== Records to process ==
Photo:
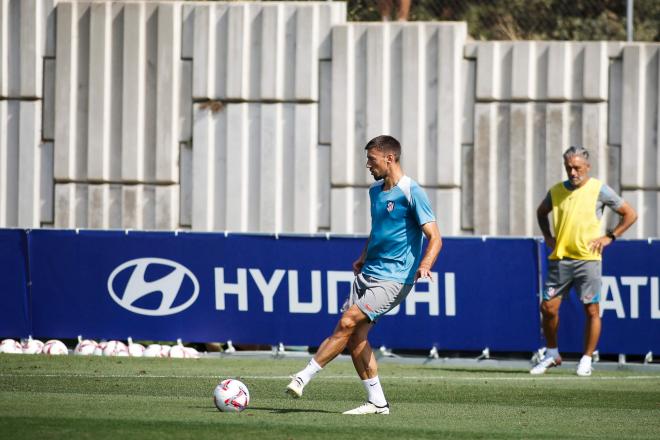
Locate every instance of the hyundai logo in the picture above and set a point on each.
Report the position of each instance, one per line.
(171, 286)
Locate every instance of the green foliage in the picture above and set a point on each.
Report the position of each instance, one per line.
(532, 19)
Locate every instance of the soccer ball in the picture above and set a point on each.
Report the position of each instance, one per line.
(231, 395)
(55, 347)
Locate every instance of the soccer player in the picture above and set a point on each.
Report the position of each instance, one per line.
(576, 205)
(390, 263)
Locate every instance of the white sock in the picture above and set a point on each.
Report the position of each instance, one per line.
(309, 371)
(374, 391)
(554, 352)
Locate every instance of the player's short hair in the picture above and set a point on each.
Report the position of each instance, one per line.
(386, 144)
(576, 151)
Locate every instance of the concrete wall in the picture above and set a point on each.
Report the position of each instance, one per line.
(252, 116)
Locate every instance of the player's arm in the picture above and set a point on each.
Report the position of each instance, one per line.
(628, 216)
(357, 264)
(542, 212)
(432, 234)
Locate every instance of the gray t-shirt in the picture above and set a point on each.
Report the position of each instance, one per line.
(606, 197)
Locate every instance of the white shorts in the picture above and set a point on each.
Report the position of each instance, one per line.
(376, 297)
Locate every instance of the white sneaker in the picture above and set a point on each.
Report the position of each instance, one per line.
(369, 408)
(295, 387)
(546, 362)
(584, 369)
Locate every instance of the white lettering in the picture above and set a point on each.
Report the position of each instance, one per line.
(267, 288)
(609, 284)
(634, 283)
(335, 277)
(295, 305)
(450, 294)
(222, 289)
(430, 296)
(655, 299)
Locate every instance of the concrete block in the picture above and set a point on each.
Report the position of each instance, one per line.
(100, 80)
(46, 184)
(523, 71)
(596, 76)
(134, 94)
(185, 101)
(9, 162)
(71, 202)
(188, 31)
(205, 165)
(273, 28)
(168, 106)
(48, 115)
(307, 53)
(185, 184)
(350, 211)
(446, 204)
(29, 164)
(166, 207)
(560, 70)
(647, 205)
(323, 187)
(343, 106)
(325, 102)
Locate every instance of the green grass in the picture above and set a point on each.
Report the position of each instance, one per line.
(97, 398)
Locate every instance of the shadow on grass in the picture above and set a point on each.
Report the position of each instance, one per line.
(289, 410)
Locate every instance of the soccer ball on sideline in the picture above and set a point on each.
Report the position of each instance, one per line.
(231, 395)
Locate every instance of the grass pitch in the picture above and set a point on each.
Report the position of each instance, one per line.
(97, 398)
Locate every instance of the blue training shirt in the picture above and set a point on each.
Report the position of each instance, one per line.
(395, 243)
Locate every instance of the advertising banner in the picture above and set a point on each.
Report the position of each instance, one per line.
(268, 289)
(14, 313)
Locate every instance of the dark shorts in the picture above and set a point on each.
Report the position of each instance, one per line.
(582, 275)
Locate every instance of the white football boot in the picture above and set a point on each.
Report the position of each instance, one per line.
(546, 362)
(369, 408)
(295, 387)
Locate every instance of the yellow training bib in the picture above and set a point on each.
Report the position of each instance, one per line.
(575, 220)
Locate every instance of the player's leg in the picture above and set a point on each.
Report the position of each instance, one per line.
(588, 285)
(329, 349)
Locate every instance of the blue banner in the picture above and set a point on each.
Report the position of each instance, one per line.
(266, 289)
(630, 302)
(14, 313)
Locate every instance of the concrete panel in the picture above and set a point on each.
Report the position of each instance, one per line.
(542, 71)
(29, 164)
(98, 119)
(325, 102)
(349, 212)
(48, 116)
(71, 205)
(25, 26)
(446, 204)
(647, 205)
(133, 93)
(71, 87)
(261, 51)
(640, 143)
(404, 80)
(46, 184)
(9, 156)
(168, 93)
(186, 185)
(323, 187)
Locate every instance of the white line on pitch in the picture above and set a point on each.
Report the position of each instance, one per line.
(435, 378)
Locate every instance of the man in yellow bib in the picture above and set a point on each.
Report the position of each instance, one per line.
(575, 262)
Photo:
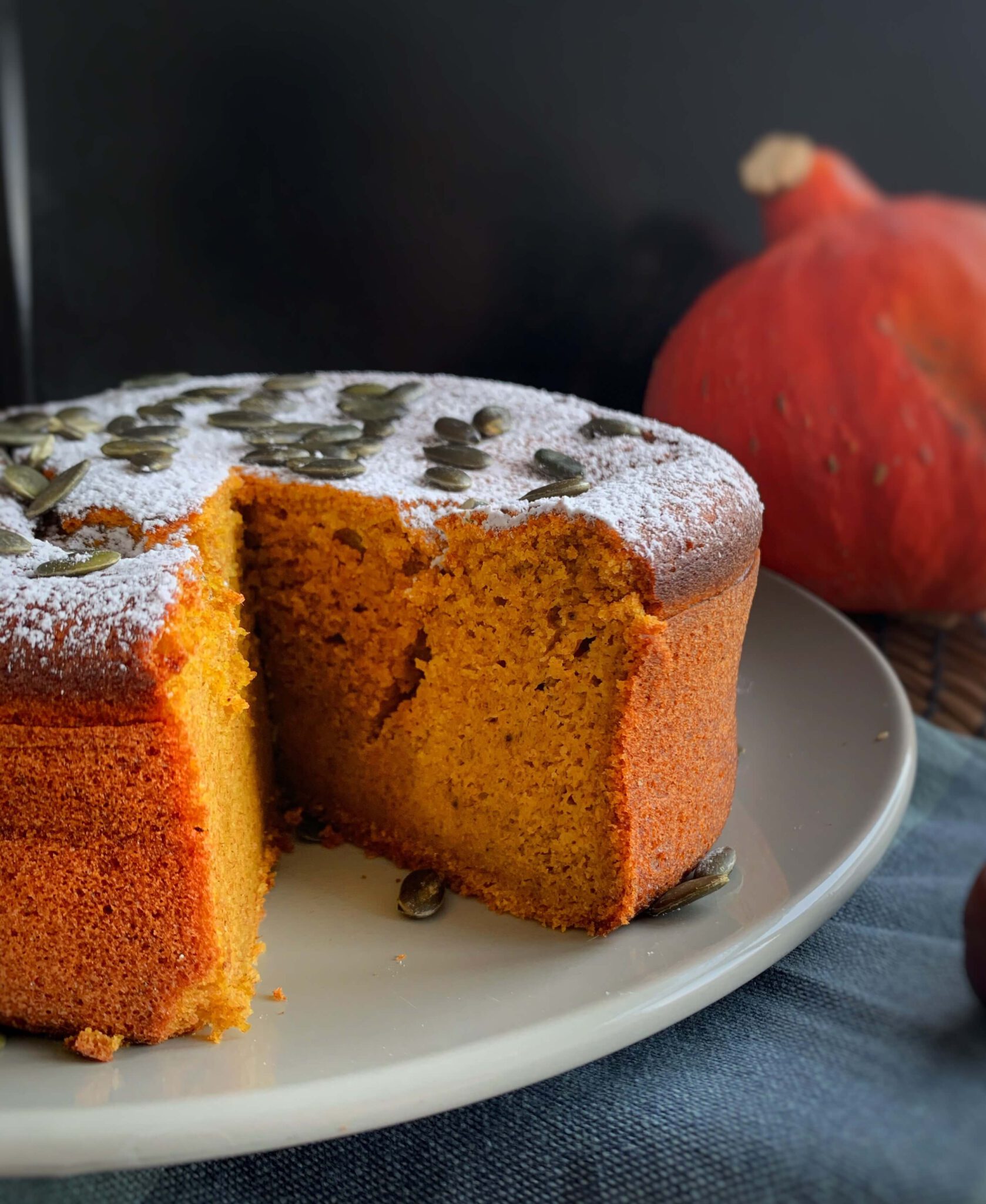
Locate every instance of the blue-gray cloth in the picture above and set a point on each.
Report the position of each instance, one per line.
(855, 1069)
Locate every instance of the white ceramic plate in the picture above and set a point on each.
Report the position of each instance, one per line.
(387, 1019)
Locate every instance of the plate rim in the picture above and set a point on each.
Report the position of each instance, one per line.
(171, 1132)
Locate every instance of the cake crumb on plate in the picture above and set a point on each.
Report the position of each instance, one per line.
(93, 1044)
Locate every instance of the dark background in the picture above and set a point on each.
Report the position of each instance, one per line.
(531, 190)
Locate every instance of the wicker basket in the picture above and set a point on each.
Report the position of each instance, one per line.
(942, 664)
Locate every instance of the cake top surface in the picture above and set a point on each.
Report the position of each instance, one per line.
(682, 504)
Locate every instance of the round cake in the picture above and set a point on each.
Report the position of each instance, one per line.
(474, 626)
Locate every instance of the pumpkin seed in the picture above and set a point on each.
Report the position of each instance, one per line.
(157, 433)
(76, 422)
(491, 420)
(25, 481)
(76, 432)
(684, 894)
(32, 420)
(69, 567)
(122, 424)
(335, 469)
(330, 452)
(458, 457)
(271, 458)
(364, 389)
(40, 452)
(212, 392)
(162, 412)
(291, 381)
(450, 479)
(377, 428)
(156, 380)
(240, 420)
(609, 428)
(559, 465)
(373, 409)
(266, 404)
(570, 488)
(151, 461)
(80, 417)
(12, 435)
(270, 436)
(122, 449)
(341, 433)
(406, 393)
(422, 894)
(717, 861)
(14, 544)
(454, 430)
(57, 490)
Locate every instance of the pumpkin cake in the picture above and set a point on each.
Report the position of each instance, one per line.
(429, 642)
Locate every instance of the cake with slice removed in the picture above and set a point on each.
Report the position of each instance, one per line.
(505, 650)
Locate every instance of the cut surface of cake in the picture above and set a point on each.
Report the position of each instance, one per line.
(532, 696)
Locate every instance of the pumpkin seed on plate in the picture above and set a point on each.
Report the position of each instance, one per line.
(156, 380)
(458, 457)
(151, 461)
(291, 381)
(76, 422)
(377, 428)
(559, 465)
(267, 404)
(717, 861)
(211, 392)
(609, 428)
(570, 488)
(684, 894)
(491, 420)
(364, 389)
(406, 393)
(330, 469)
(128, 446)
(373, 409)
(270, 437)
(240, 420)
(450, 479)
(422, 894)
(40, 452)
(57, 490)
(25, 481)
(69, 567)
(14, 544)
(454, 430)
(32, 420)
(340, 433)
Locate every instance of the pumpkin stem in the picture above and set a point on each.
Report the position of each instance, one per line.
(797, 182)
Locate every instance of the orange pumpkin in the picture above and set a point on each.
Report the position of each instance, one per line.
(846, 367)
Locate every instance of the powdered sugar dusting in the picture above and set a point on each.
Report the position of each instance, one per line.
(675, 499)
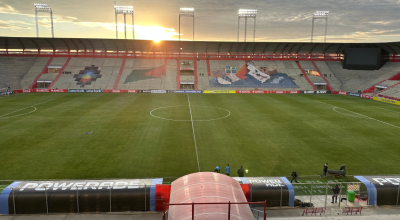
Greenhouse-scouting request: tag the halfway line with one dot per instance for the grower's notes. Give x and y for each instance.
(194, 136)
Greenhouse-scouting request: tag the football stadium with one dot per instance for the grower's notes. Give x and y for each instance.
(196, 129)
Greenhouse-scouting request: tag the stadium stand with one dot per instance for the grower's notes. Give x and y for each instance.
(33, 73)
(203, 83)
(108, 67)
(13, 69)
(143, 74)
(355, 80)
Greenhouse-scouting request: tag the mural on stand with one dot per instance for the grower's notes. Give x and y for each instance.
(250, 76)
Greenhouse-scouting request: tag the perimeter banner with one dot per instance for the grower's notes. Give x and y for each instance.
(119, 91)
(390, 101)
(85, 90)
(367, 96)
(72, 196)
(354, 94)
(219, 91)
(186, 91)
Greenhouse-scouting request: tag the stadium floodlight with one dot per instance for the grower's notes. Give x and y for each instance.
(43, 8)
(247, 13)
(185, 12)
(124, 10)
(320, 15)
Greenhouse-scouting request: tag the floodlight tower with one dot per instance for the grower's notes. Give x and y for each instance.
(247, 13)
(43, 8)
(320, 15)
(185, 12)
(124, 10)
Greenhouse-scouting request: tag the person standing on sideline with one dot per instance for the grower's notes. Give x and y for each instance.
(227, 170)
(241, 171)
(324, 170)
(294, 176)
(335, 191)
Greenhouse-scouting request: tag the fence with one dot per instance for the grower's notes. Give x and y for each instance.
(165, 215)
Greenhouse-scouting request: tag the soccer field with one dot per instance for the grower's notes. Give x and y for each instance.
(43, 136)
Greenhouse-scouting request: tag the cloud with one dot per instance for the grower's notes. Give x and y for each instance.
(14, 25)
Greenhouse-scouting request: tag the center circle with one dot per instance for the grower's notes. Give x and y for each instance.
(173, 113)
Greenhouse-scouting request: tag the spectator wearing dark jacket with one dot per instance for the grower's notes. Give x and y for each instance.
(335, 191)
(241, 171)
(294, 176)
(324, 170)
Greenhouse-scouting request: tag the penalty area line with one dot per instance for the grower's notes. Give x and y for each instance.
(194, 136)
(366, 117)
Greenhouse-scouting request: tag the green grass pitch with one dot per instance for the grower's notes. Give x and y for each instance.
(270, 135)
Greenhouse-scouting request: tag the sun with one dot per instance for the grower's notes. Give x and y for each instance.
(155, 33)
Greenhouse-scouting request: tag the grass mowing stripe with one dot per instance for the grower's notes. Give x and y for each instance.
(367, 117)
(194, 136)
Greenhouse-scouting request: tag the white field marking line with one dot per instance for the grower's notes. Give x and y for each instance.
(1, 116)
(151, 113)
(386, 109)
(366, 117)
(20, 114)
(334, 109)
(194, 136)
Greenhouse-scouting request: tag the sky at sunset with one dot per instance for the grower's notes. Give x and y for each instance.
(215, 20)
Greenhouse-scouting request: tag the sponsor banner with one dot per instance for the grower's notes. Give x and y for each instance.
(85, 90)
(219, 91)
(390, 101)
(9, 92)
(94, 90)
(59, 90)
(90, 193)
(266, 92)
(354, 94)
(367, 96)
(186, 91)
(119, 91)
(382, 190)
(76, 90)
(158, 91)
(144, 91)
(42, 90)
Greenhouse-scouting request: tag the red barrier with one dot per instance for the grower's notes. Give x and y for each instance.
(59, 90)
(119, 91)
(305, 76)
(163, 193)
(267, 92)
(246, 190)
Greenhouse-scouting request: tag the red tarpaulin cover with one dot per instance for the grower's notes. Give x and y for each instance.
(207, 187)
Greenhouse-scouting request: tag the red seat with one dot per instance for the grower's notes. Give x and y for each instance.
(308, 210)
(319, 210)
(356, 210)
(347, 210)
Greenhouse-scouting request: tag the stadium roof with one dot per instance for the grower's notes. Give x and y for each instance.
(33, 43)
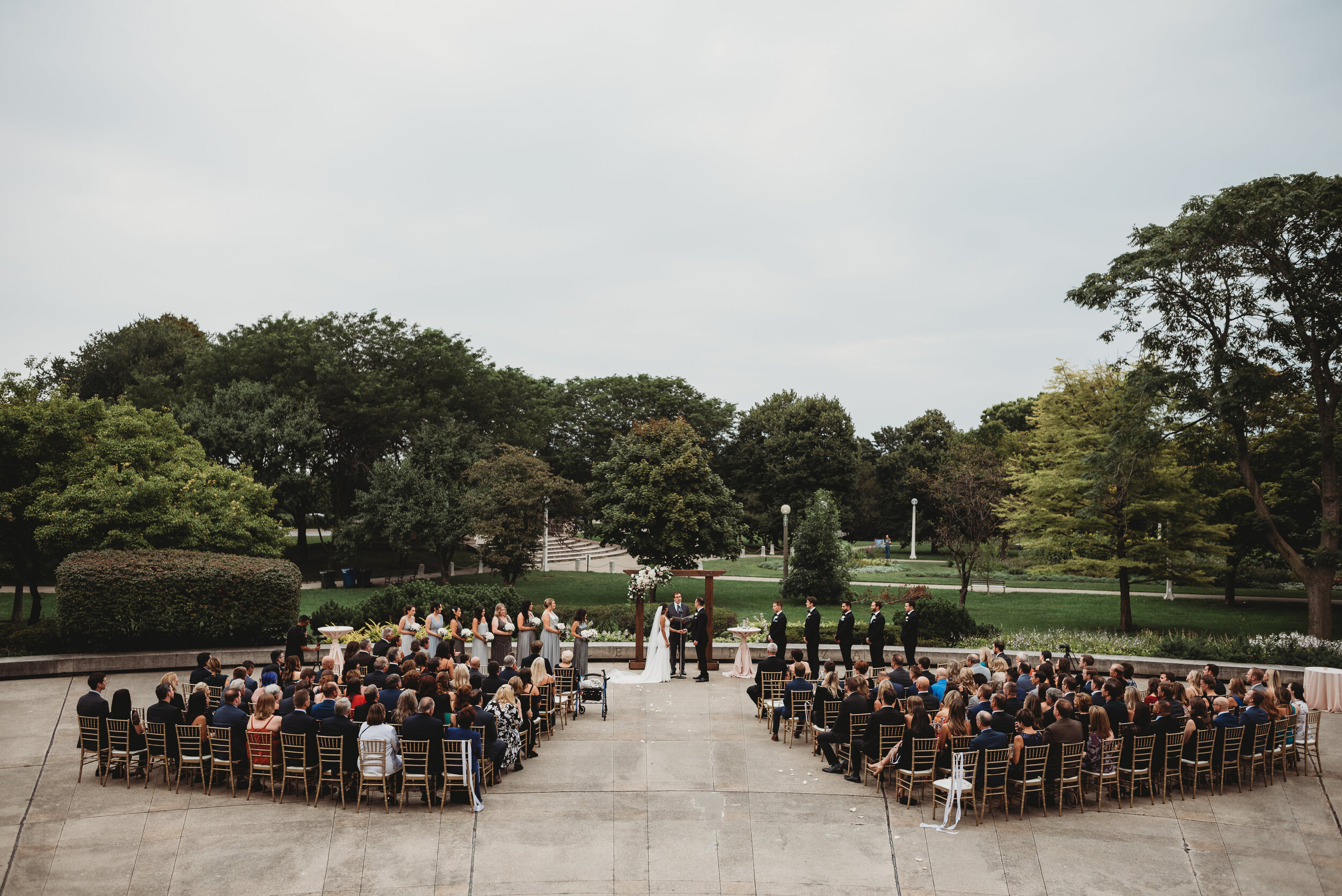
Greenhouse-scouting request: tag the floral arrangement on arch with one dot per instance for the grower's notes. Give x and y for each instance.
(646, 580)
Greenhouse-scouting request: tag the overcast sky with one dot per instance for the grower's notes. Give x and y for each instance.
(879, 202)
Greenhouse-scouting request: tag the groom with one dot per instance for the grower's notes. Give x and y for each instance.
(699, 635)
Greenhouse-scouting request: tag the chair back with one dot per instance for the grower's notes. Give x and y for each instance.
(156, 738)
(294, 747)
(261, 749)
(372, 758)
(90, 731)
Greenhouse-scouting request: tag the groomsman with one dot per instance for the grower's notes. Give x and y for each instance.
(877, 636)
(846, 636)
(779, 628)
(811, 635)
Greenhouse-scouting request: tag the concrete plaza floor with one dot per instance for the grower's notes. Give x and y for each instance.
(678, 790)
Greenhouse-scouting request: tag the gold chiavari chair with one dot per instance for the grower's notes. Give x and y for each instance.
(375, 771)
(331, 766)
(996, 762)
(1144, 753)
(415, 771)
(92, 742)
(192, 754)
(1034, 760)
(294, 750)
(156, 745)
(1231, 741)
(922, 769)
(264, 761)
(1110, 752)
(1257, 758)
(119, 749)
(1201, 762)
(1070, 776)
(222, 747)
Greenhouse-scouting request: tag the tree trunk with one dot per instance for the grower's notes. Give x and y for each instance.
(1125, 601)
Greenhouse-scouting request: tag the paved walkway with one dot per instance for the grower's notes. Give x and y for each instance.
(680, 790)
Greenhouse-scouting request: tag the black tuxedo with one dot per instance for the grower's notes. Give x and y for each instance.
(909, 635)
(779, 631)
(877, 640)
(844, 638)
(811, 631)
(677, 620)
(699, 635)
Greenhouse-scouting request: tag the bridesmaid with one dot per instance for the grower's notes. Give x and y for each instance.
(500, 625)
(433, 623)
(479, 644)
(552, 638)
(458, 642)
(580, 632)
(407, 632)
(527, 631)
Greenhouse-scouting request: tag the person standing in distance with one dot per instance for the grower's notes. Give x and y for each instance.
(910, 632)
(844, 636)
(811, 635)
(877, 636)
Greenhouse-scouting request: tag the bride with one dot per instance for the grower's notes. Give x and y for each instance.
(658, 667)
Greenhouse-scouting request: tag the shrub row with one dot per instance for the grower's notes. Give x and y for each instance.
(171, 599)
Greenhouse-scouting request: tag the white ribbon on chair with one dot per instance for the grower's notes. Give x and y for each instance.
(957, 780)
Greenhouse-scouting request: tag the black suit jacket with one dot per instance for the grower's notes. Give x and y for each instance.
(344, 727)
(812, 630)
(298, 722)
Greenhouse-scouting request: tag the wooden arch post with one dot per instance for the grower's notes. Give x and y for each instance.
(708, 576)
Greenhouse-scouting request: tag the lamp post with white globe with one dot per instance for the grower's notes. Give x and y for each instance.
(913, 536)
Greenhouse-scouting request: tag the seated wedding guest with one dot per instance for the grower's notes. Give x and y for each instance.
(852, 703)
(918, 726)
(300, 722)
(202, 670)
(508, 719)
(1101, 733)
(798, 683)
(121, 710)
(1026, 737)
(377, 729)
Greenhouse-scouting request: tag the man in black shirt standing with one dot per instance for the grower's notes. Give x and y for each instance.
(296, 639)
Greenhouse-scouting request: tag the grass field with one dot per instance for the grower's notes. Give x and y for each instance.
(1010, 612)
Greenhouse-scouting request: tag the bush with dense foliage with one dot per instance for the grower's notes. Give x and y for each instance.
(173, 599)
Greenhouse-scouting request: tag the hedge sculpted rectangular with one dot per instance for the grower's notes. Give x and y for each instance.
(171, 599)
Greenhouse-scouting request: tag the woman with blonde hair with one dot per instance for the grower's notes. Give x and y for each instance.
(509, 719)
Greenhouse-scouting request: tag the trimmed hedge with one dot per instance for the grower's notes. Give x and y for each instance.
(171, 599)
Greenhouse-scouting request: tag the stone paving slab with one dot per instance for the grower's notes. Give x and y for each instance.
(678, 792)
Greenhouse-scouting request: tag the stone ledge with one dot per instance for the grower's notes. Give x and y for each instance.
===
Taking the records above as input, show every line in which the word "cake" is present.

Locate every instance of the cake crumb on plate in the picture above and set a point on each.
Locate every instance of the cake top surface in the picture above and set a point on each.
Locate every instance of the round cake in the picture above and set a point on each.
Locate every instance of the pumpkin cake in the picture above and set a point on each.
Locate every instance of the cake with slice removed in the picture above and set a point on each.
Locate every instance of the cut surface of cake in the picture above and set a point on each.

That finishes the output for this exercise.